BEGIN Text to read
Today’s “Inside Money” standard, known colloquially as the Dollar Reserve standard, is actually what I like to call “Milton Friedman’s Nightmare.” It is nothing more than a system of competitively devalued and inflated debt-based scrips running around drinking each other’s milkshakes until everyone’s glass is empty.

Miller is definitely a glass full kinda guy now.

These comments came after Gazprom began cutting gas flows to Europe through the Nordstream 1 pipeline using the cover story of repaired gas turbines trapped in fascist Canada which couldn’t be shipped back to Siemens because of sanctions.

Now Germany and Canada are trying to figure out how to circumvent the sanctions to get these turbines back.

At the same time Miller pledged more gas to China (up 67% yoy through May) because Russia is interested in energy stability for its friends, while its enemies can starve.

Reuters is reporting that “Russia’s Gazprom increased gas supplies to China by 67% in the first five months of this year, the company’s CEO Alexei Miller said on Thursday.”

It was also on Wednesday that Russian President Vladimir Putin and Chinese President Xi Jinping held their second phone call since the Ukraine war began. Xi told Putin that China is “willing to continue to offer mutual support (to Russia) on issues concerning core interests and major concerns such as sovereignty and security,” as quoted in state broadcaster CCTV.

The arrogance of EU commissars never ceases to amaze me. These people all but declare war on Russia and then act shocked (Shocked, I say!) that Russia then treats them like that.

On the same day that four members of the EU Commission — France, Italy, Germany and Romania — approve fast-tracking Ukraine’s membership application, France’s Emmanuel Macron urges Ukrainian President Volodymyr Zelenskyy to go to the bargaining table with Russia.

Even if Zelenskyy were to make those overtures to Russia, given his public statements on what his terms are, there would be absolutely zero chance that Russia would agree to show up for talks.

At this point I see nothing more than Russia continuing to grind out the Ukrainian army, taking what territory they want and then shepherding through local elections by the conquered territory to either become independent states or part of Russia.

It’s likely the latter at this point since Russia is now issuing Russian passports in regions they’ve taken from Ukraine, which the EU, of course, will refuse to honor until no one cares what they think anymore.
END Text to read
- [Request a] Update the commentary on Russia from "Reuters is reporting" through "state broadcaster CCTV.", inclusive, putting "video call" where "phone call" stands.
BEGIN Task inputs
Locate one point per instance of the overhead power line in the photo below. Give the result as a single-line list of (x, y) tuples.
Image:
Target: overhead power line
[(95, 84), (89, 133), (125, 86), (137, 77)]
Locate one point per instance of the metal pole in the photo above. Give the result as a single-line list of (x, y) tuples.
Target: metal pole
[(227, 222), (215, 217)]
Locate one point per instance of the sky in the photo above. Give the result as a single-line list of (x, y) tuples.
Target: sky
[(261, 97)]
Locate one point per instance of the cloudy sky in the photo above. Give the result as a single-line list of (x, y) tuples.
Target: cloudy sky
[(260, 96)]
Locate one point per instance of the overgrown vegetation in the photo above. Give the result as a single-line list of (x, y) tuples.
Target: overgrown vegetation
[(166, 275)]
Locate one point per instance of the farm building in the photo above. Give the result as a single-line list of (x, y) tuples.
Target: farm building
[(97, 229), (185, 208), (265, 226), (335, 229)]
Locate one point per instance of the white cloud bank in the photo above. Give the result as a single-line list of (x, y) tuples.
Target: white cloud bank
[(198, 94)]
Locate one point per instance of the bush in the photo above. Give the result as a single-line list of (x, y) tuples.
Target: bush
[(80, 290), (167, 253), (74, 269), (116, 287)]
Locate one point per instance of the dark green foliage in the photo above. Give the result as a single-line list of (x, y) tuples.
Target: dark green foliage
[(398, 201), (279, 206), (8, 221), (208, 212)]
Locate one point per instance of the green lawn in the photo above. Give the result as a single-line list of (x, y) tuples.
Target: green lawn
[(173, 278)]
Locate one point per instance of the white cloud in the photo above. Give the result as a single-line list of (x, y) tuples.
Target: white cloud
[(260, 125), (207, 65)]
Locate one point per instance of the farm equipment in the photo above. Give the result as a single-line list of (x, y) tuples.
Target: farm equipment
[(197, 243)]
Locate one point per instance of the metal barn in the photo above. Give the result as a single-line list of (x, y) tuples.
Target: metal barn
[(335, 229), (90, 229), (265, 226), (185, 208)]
END Task inputs
- [Request b] Recast the records between the lines holding "Locate one point per instance of the green" and "[(260, 125), (207, 65)]", inclusive, as a two-column CSV with the columns text and points. Give one row per entry, with its text and its answer each in a single quoted field and line breaks turned into spaces.

- [Full output a]
Reuters is reporting that “Russia’s Gazprom increased gas supplies to China by 67% in the first five months of this year, the company’s CEO Alexei Miller said on Thursday.”

It was also on Wednesday that Russian President Vladimir Putin and Chinese President Xi Jinping held their second video call since the Ukraine war began. Xi told Putin that China is “willing to continue to offer mutual support (to Russia) on issues concerning core interests and major concerns such as sovereignty and security,” as quoted in state broadcaster CCTV.

- [Full output b]
text,points
"Locate one point per instance of the green lawn in the photo above. Give the result as a single-line list of (x, y) tuples. Target: green lawn","[(173, 278)]"
"Locate one point per instance of the white cloud in the photo above. Give the result as a single-line list of (x, y) tuples. Target: white cloud","[(260, 125), (207, 65)]"